PROBLEM DESCRIPTION: Gather every line of the listing below that contains the word "officer", and copy each such line in full.

-- EXERCISE DATA start --

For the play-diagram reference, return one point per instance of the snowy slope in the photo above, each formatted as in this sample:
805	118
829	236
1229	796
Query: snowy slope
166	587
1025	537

-- EXERCISE DATA end --
-- EXERCISE DATA start --

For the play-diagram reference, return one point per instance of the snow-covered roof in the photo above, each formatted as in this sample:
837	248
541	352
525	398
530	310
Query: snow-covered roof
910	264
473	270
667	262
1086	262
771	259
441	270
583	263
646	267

-- EXERCISE DATA end --
-- EXERCISE DATA start --

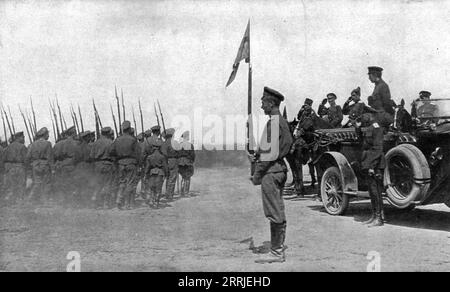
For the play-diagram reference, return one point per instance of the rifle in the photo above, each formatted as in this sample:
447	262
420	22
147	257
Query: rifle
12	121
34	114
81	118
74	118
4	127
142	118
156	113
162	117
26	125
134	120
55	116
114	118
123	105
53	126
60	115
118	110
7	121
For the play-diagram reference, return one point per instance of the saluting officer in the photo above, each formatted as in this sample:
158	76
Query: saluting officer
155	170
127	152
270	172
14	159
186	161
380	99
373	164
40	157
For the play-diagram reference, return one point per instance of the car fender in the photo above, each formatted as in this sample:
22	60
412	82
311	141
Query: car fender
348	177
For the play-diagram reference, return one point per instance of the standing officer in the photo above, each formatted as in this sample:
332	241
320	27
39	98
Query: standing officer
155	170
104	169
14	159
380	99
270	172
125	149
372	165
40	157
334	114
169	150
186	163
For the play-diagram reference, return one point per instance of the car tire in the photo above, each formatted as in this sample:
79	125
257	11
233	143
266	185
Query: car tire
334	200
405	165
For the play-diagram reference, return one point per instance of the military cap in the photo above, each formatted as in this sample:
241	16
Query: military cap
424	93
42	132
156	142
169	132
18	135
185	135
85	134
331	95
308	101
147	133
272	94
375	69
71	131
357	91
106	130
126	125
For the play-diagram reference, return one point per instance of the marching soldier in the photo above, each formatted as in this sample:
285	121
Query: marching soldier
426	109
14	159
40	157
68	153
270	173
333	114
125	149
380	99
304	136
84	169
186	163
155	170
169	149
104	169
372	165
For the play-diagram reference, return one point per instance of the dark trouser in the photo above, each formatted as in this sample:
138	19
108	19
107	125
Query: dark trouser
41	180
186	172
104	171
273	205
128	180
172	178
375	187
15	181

-- EXERCISE DATA end --

ANSWER TO THE PROBLEM:
For the play-diagram reference, return one point per instance of the saluting officer in the photo above, each formatted as in this sample:
Query: saluting officer
For the play-diagram reference, return one point per instance of the standing officer in the photo above, each formatted as in this sample:
Query: standing officer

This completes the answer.